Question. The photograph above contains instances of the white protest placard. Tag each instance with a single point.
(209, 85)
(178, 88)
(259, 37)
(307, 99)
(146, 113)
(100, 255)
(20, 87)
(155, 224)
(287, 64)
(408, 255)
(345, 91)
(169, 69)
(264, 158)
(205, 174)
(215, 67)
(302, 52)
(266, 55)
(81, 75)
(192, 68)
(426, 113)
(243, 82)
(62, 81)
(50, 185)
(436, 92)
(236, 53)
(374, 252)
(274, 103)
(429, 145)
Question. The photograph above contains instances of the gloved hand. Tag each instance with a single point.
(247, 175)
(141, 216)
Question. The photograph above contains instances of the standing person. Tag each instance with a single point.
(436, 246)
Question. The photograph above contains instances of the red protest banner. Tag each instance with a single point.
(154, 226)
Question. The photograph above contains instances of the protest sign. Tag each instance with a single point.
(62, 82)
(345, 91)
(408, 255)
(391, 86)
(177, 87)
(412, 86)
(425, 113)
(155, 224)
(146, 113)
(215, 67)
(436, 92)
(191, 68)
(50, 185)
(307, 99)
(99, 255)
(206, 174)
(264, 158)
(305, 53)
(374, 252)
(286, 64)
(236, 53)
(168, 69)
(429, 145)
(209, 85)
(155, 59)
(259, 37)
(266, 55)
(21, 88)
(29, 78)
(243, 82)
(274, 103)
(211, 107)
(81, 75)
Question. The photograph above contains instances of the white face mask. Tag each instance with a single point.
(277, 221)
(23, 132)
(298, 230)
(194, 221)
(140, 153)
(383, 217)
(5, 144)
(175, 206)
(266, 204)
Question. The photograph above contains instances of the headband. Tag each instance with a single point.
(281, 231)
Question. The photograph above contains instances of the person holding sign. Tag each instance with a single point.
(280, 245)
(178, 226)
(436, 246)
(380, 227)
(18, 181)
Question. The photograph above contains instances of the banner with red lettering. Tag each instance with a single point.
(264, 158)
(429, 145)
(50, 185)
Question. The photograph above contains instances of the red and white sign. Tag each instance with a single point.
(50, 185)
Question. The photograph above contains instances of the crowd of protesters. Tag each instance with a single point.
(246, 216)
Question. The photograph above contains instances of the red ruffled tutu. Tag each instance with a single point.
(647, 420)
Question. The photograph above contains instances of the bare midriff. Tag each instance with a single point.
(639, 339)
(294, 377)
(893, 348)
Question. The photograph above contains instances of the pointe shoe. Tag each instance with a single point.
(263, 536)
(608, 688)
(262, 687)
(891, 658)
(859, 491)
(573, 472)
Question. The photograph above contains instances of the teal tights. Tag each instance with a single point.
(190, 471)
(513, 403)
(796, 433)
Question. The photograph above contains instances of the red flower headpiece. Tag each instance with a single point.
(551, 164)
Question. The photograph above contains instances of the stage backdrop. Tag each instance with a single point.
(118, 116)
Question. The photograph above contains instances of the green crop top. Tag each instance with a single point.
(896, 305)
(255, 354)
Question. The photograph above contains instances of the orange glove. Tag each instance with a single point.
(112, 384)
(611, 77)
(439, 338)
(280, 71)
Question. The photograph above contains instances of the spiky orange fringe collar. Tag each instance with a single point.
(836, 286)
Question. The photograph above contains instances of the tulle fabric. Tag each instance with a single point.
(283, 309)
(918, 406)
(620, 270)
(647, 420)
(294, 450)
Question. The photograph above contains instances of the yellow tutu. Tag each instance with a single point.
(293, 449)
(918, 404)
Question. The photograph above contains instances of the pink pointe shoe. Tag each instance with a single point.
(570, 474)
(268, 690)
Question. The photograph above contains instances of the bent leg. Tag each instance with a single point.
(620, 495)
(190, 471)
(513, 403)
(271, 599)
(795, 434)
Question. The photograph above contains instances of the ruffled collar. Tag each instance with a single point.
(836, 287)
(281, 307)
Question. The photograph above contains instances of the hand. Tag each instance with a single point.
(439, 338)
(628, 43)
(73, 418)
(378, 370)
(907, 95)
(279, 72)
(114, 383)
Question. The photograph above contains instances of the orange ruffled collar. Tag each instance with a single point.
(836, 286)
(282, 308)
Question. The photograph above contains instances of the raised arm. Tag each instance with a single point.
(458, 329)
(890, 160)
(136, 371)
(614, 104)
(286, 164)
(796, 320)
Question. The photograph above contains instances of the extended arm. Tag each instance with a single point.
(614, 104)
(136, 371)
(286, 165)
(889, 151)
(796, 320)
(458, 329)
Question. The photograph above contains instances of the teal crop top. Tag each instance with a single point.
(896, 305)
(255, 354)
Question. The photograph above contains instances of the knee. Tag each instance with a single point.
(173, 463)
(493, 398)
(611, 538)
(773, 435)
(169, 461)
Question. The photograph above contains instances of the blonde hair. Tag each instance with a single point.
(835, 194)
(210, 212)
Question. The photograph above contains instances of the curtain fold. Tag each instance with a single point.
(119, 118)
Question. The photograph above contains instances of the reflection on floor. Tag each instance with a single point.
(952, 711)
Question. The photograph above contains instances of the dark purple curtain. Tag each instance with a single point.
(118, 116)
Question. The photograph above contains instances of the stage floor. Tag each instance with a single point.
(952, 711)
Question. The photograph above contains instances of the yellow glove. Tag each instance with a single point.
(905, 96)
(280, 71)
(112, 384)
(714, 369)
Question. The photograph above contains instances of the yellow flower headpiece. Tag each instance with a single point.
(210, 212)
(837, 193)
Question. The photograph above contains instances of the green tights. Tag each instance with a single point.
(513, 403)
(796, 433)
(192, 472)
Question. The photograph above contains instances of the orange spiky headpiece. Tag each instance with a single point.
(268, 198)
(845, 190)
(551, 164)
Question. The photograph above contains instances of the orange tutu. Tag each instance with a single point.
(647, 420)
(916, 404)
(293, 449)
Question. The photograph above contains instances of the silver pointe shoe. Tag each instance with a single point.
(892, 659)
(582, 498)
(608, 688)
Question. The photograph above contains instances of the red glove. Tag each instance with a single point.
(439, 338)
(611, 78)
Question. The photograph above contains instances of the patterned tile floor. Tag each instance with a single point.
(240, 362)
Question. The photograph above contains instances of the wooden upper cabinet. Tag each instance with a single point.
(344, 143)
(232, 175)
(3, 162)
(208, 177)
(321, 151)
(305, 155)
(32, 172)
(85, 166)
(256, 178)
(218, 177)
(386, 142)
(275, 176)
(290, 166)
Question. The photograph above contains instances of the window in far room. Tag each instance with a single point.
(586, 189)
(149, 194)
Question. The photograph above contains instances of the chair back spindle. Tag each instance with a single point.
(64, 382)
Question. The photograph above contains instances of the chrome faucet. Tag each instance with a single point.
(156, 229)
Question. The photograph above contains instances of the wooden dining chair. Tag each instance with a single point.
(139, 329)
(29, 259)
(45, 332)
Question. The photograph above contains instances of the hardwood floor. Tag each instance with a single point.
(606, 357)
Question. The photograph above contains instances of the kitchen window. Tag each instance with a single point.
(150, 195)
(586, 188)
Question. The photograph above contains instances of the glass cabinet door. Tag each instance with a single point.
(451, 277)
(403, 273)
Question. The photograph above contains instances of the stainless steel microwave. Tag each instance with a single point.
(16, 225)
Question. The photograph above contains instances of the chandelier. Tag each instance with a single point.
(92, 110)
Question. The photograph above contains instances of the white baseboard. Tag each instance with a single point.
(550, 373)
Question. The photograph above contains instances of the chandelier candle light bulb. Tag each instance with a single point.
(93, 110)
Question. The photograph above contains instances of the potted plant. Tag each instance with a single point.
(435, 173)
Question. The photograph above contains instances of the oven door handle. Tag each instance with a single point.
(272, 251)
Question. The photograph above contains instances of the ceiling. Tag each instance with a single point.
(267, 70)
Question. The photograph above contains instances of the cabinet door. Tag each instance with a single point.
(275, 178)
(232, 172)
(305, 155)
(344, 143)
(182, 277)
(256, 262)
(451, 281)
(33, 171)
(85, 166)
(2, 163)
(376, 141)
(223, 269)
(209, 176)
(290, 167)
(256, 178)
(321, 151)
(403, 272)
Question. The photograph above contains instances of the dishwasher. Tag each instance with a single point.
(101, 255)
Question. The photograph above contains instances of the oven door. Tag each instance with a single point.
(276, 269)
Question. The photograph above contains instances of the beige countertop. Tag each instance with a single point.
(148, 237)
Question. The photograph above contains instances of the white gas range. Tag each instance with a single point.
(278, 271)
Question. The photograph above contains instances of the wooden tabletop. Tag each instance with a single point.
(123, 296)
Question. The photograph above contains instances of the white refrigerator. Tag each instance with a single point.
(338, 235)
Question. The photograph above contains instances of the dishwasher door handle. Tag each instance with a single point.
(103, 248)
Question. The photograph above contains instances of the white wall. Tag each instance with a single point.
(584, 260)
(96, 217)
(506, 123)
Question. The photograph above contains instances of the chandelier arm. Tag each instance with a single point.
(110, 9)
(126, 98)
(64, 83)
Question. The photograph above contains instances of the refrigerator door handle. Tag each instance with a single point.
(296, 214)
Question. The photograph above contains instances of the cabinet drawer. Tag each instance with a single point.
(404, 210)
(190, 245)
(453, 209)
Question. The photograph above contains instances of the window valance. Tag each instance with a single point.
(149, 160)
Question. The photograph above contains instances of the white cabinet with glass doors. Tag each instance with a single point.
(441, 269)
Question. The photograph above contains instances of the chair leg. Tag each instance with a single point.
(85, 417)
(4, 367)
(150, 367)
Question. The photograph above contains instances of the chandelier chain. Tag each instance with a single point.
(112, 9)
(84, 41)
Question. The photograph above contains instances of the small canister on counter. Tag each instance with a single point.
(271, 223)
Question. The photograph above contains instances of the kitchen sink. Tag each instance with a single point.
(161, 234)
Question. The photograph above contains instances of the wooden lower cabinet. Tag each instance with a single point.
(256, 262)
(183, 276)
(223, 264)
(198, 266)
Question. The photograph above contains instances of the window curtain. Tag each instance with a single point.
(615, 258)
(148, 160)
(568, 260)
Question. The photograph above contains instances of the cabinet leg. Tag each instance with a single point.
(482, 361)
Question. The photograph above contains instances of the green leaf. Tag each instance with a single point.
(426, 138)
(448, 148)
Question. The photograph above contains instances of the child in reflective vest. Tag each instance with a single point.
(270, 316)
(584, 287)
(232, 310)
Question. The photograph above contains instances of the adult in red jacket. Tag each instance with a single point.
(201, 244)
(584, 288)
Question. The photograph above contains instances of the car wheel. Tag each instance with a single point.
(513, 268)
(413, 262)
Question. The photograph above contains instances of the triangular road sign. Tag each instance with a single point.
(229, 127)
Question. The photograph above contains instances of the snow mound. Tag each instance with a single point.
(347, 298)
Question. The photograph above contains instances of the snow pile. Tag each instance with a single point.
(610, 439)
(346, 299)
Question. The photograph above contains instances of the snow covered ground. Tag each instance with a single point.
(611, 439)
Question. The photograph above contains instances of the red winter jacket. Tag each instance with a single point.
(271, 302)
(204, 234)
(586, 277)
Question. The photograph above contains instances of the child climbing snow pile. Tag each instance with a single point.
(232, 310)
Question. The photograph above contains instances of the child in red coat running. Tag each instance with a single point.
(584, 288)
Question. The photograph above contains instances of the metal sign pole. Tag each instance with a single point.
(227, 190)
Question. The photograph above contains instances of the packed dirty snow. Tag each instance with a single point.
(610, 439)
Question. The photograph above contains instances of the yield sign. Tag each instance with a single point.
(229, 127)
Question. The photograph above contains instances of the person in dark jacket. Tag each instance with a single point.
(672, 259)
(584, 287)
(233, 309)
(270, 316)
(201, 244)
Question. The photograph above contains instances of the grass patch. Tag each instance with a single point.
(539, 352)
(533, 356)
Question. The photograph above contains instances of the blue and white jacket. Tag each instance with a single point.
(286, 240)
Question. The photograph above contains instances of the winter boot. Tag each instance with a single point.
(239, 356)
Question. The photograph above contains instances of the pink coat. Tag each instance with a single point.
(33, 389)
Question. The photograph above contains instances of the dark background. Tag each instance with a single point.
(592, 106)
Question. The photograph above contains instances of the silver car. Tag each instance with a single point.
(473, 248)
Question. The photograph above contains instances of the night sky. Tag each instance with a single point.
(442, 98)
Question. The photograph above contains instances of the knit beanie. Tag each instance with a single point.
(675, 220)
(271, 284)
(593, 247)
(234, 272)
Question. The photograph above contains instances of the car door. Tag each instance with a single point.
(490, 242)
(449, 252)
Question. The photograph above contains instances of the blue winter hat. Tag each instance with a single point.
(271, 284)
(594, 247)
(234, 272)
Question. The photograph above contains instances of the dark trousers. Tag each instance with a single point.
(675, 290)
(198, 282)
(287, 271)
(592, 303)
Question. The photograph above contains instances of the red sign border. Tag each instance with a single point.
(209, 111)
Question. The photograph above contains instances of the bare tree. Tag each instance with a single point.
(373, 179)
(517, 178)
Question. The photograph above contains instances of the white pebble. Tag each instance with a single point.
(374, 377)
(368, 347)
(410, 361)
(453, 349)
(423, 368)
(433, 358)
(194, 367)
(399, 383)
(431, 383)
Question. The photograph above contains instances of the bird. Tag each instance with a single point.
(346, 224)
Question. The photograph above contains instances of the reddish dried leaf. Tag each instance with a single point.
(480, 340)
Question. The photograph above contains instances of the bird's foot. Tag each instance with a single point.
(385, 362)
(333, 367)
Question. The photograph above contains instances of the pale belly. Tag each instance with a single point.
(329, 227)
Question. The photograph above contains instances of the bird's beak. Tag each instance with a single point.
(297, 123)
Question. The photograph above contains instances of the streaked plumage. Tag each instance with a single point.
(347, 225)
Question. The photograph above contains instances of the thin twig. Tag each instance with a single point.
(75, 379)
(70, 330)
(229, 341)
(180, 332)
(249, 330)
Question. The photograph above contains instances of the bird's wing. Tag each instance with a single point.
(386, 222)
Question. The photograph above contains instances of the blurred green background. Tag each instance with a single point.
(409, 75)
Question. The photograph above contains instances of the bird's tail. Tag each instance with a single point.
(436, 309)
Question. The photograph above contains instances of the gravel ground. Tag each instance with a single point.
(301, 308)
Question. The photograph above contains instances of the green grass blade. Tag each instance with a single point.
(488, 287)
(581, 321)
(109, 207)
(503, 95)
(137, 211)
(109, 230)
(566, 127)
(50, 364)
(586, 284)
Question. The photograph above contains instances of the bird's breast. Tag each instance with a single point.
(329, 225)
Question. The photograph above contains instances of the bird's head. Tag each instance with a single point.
────
### Exercise details
Reproduce exactly the line that holds "Question. The photograph above contains instances of the reddish", then every line after it, ending with the final line of the records above.

### Result for this task
Question. The photograph above contains instances of the reddish dried leaf. Tag each instance with a single point.
(480, 340)
Question. The photograph above contains instances of the bird's foot. Tag each instance with a single point.
(385, 362)
(333, 367)
Question. The photograph above contains instances of the pale belly. Tag each instance with a single point.
(329, 227)
Question. The photograph above contains instances of the bird's beak. Tag each instance with a single point.
(297, 123)
Question. The photograph above contains instances of the streaked plumage. Tag each instance with a single point.
(347, 225)
Question. The photograph above contains instances of the thin twig. Tag each instance with a single point.
(75, 379)
(70, 330)
(229, 341)
(180, 332)
(249, 330)
Question. The photograph above contains instances of the bird's wing. Tag each instance with a single point.
(386, 222)
Question. The photograph above contains instances of the blurred green background. Tag each instance with a single point.
(409, 75)
Question. The photograph above contains instances of the bird's tail. Tag each instance with a single point.
(436, 309)
Question. The photograph above contains instances of the gravel ground. Tag each instance with a single point.
(301, 308)
Question. The photograph above contains instances of the green grass blade. Tag each instance with a single point.
(488, 287)
(581, 321)
(109, 207)
(503, 95)
(137, 211)
(109, 230)
(566, 127)
(50, 364)
(586, 284)
Question. The photograph above contains instances of the bird's breast. Tag each instance with a single point.
(329, 225)
Question. The photograph above contains instances of the bird's head. Tag each instance with a single point.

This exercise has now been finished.